# To do
From the first line to the last, restate the data word for word.

Items from a data source
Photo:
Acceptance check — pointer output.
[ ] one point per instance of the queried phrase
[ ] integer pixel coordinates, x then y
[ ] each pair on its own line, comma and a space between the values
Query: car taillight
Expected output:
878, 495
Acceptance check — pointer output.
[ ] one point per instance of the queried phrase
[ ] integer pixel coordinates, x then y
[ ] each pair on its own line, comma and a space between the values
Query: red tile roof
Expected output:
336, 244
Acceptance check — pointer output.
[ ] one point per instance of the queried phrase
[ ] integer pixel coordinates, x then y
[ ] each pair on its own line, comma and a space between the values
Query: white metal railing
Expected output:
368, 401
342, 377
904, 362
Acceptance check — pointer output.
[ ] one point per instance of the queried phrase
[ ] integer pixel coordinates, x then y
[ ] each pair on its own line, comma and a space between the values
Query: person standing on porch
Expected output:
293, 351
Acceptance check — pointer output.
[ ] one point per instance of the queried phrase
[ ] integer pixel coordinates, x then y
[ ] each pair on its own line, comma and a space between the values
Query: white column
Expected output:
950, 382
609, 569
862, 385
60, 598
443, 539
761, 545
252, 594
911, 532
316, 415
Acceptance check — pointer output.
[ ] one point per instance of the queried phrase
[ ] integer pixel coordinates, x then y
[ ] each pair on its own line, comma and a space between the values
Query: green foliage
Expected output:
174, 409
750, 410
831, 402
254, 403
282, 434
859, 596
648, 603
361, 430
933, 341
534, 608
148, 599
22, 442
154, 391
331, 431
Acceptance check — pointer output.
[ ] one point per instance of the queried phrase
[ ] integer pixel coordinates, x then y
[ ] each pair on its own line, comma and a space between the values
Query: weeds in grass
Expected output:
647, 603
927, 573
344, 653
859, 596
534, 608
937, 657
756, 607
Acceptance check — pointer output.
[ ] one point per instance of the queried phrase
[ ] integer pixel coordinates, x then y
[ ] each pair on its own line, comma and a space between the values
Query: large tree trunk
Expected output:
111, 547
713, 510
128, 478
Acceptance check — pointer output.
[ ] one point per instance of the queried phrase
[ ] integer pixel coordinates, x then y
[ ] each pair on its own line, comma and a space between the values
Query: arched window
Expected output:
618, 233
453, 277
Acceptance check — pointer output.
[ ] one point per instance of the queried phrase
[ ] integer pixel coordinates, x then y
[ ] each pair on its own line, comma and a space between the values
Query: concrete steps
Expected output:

# Finished task
Photo:
Acceptance check — pointer output.
[ ] one point per instance of the queried phrase
[ ] integer pixel coordinates, x then y
[ ] each pair on its own line, comma and a space between the values
Query: car taillight
Expected output:
878, 495
Acceptance check — pointer output.
[ ] one point per instance of the queried phrase
[ ] integer pixel coordinates, x then y
[ ] each pair on its own line, comma and a space between the values
Query: red tile roof
Expected output:
336, 244
Acceptance check — pointer output.
[ ] one point per instance of the queried phrase
[ ] integer pixel coordinates, x then y
[ ] each pair on its own line, comma and a space between the values
Query: white metal railing
Expected output:
368, 401
342, 377
904, 362
Acceptance check — pointer output.
[ ] one point per instance of the queried phrase
[ ] integer pixel coordinates, x then y
[ ] each pair on its own line, comma and a space between the values
Query: person standing on porch
Expected output:
293, 351
Acceptance check — pointer output.
[ ] one point per instance of the queried phrase
[ ] integer pixel coordinates, x then y
[ ] each pair on its own line, comma and a space between the values
Query: white column
Expected output:
950, 382
609, 569
862, 385
60, 598
443, 539
761, 545
252, 594
911, 532
316, 415
Acceptance check — pointer output.
[ ] one point per instance of the queried phrase
[ ] integer pixel coordinates, x then y
[ ] each pair on its own line, comma and a space between the values
Query: green foliage
Expected output:
174, 409
750, 410
831, 402
254, 403
282, 434
859, 596
648, 603
361, 430
933, 341
534, 608
148, 599
22, 442
154, 391
331, 431
Acceptance check — pointer output.
[ ] one point per instance of the queried phrase
[ ] integer pixel coordinates, x then y
[ ] each pair on its own line, comma and a space between the values
Query: weeds in grass
Expected output:
647, 603
927, 573
344, 653
859, 596
534, 608
937, 657
756, 607
Acceptance check — pointer output.
[ ] one point per instance of the queried phrase
[ ] integer pixel coordinates, x then y
[ ] each pair on its own line, comma and a space between the values
Query: large tree trunk
Expected output:
111, 547
713, 510
128, 478
Acceptance check — pointer output.
[ ] one point per instance of the queried phrase
[ ] integer pixel coordinates, x then y
[ ] each pair on its own line, comma and a space between the values
Query: arched window
Expected output:
618, 233
453, 277
Acceptance check — pointer output.
[ ] one point per instance of the queried phrase
[ ] integer pixel coordinates, x then y
[ ] each pair on its own line, comma and a space between the values
Query: concrete steps
Expected output:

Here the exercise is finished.